═════ DATASET RECORDS

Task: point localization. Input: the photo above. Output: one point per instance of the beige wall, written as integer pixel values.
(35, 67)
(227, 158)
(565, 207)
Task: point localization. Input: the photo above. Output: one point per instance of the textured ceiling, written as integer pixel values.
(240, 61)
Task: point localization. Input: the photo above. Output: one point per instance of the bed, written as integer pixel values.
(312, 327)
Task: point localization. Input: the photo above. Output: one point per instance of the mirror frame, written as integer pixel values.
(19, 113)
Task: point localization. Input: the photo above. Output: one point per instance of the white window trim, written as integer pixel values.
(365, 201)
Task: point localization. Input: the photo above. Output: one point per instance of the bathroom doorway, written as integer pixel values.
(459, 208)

══════════

None of the lines before the one containing "frame, written as integer pixel values." belong in the answer; reproduce that line and all later lines of the records exactly.

Task: point localization. Input: the photo above. Output: one point per instance of the mirror frame, written as integer pixel values.
(19, 113)
Task: point localization. Input: the photo above. Output: one point per instance of the white window trim, written as integer pixel values.
(365, 201)
Task: point localization. Input: the photo above. Output: one point per instance of the bathroom doorway, written as integer pixel values.
(459, 208)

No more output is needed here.